---------- Raw data ----------

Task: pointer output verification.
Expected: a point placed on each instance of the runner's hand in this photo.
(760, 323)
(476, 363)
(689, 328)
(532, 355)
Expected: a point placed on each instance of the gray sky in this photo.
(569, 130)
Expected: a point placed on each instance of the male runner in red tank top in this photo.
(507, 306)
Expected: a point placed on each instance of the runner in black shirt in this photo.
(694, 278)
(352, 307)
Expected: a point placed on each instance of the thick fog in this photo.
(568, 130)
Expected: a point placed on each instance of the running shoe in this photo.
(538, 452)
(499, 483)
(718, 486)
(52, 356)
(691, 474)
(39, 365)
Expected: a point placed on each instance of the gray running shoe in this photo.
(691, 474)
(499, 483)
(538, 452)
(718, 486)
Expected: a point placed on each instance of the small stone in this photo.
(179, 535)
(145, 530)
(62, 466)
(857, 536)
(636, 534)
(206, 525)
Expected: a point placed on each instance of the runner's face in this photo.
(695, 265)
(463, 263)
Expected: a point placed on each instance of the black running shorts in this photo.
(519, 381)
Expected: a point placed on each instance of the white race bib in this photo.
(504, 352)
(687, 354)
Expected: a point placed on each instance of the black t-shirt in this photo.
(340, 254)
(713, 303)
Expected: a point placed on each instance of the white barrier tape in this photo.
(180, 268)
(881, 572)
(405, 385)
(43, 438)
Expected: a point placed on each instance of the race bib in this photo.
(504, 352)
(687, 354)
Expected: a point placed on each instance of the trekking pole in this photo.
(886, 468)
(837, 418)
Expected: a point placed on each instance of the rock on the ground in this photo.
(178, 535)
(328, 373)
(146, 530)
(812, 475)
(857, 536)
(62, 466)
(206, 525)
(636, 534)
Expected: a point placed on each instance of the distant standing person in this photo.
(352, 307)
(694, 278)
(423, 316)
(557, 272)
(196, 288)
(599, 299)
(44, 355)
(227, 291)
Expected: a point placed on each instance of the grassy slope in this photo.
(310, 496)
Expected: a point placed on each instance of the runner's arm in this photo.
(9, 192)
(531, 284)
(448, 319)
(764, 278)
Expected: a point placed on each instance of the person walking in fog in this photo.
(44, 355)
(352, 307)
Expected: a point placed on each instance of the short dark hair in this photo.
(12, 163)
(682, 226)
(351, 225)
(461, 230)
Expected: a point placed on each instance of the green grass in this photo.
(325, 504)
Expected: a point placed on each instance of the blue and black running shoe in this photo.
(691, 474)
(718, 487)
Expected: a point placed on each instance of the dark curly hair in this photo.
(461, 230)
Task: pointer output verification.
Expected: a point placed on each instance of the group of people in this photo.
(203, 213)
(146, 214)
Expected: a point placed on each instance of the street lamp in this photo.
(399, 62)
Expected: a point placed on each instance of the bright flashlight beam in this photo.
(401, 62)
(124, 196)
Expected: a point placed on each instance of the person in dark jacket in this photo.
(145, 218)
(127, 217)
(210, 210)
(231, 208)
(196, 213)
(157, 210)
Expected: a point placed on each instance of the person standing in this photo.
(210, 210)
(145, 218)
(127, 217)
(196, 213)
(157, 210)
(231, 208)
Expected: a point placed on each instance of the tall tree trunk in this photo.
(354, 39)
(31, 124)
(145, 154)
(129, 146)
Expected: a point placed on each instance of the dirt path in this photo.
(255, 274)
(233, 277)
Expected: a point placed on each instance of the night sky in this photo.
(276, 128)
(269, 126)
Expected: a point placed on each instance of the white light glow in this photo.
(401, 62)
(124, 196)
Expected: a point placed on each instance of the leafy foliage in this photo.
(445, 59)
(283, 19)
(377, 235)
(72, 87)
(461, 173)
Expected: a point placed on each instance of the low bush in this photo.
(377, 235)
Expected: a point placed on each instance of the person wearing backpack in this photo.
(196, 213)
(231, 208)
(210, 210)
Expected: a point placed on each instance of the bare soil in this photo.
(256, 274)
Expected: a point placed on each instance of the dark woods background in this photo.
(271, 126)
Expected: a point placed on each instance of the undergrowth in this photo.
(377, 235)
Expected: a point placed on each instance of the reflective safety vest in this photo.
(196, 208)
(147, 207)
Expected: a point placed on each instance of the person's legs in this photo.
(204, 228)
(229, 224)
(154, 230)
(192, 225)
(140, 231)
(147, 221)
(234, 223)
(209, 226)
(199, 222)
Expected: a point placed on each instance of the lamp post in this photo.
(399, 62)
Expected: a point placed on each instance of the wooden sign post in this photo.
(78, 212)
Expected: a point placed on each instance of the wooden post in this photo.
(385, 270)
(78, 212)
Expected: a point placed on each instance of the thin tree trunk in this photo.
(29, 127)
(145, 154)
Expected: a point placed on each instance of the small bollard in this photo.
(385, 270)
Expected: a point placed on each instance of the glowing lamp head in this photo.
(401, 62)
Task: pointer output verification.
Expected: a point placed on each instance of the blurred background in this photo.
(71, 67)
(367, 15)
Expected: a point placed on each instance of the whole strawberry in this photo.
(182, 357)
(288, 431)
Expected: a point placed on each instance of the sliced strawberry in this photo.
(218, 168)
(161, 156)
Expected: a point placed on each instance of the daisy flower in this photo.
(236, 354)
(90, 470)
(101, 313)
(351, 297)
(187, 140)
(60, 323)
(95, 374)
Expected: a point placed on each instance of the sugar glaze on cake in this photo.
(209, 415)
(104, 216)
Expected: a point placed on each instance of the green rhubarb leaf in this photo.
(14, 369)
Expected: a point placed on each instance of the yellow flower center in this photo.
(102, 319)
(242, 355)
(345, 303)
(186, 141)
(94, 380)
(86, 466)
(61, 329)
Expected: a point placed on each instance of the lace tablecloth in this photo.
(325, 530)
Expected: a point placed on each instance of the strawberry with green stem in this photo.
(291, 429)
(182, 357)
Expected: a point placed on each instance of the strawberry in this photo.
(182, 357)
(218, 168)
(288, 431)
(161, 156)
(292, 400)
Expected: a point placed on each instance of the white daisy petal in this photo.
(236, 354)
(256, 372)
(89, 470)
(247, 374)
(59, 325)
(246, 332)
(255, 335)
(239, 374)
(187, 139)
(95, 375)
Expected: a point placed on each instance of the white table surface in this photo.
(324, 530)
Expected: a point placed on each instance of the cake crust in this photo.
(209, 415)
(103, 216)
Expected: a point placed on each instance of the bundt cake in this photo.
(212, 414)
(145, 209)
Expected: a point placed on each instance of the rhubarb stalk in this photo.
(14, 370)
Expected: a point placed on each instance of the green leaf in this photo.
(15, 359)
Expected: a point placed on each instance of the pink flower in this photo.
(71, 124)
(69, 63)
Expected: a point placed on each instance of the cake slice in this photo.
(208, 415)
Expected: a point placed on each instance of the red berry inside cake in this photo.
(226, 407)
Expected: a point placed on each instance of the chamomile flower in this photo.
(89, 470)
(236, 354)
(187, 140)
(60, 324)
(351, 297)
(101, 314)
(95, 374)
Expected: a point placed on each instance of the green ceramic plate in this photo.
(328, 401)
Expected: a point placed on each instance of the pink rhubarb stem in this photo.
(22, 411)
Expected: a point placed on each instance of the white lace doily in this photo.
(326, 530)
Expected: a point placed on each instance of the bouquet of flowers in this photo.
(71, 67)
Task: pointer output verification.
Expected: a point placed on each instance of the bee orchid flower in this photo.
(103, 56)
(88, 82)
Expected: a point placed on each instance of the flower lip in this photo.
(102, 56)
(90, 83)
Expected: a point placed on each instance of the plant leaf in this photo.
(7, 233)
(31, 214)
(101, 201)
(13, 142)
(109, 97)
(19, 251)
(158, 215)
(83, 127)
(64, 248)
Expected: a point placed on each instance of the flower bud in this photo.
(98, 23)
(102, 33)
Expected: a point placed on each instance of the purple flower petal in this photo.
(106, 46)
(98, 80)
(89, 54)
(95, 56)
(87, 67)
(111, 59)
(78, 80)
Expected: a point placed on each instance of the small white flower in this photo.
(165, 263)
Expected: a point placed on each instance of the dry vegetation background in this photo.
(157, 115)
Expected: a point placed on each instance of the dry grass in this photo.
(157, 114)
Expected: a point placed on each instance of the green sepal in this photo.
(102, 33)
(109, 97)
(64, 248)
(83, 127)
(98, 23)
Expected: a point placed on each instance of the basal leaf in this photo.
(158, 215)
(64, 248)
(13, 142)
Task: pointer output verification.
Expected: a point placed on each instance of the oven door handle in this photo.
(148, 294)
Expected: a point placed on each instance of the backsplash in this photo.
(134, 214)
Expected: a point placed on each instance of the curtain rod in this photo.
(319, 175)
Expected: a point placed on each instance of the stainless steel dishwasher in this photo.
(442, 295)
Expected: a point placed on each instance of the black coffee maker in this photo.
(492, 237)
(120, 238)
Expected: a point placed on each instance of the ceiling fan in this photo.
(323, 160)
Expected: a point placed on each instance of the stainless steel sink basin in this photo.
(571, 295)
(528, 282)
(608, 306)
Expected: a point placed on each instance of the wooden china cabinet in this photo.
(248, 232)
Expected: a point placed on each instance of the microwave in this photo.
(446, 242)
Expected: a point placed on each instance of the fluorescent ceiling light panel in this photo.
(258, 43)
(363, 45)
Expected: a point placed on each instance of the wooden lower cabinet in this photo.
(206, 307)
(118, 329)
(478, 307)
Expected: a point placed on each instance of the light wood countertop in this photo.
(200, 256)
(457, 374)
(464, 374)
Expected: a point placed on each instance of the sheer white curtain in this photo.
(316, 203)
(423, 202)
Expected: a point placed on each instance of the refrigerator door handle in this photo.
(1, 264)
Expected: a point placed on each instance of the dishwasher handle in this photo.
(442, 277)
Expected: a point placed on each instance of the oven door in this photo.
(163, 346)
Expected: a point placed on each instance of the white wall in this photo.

----------

* **Exercise description**: All lines from the line containing "Expected: a point placed on each instance of the microwave" through the end of the listing above are to be duplicated exactly; include both ends and nothing further.

* **Result of this task**:
Expected: a point placed on each instance of the microwave in this photo.
(446, 242)
Expected: a point placed on each instance of the fluorescent ceiling light panel in this photo.
(258, 43)
(363, 45)
Expected: a point placed on each instance of the wooden lower cabinet in this photo.
(206, 307)
(118, 329)
(478, 307)
Expected: a point placed on each instance of the light wood countertop in this photo.
(200, 256)
(457, 374)
(464, 374)
Expected: a point placed on each instance of the sheer white curtain in this photo.
(316, 203)
(423, 202)
Expected: a point placed on each instance of the refrigerator door handle in this photo.
(1, 264)
Expected: a point placed on each instance of the dishwasher handle in this photo.
(442, 277)
Expected: a point placed on each instance of the oven door in this photo.
(163, 346)
Expected: a point placed on each instance of the white wall in this photo.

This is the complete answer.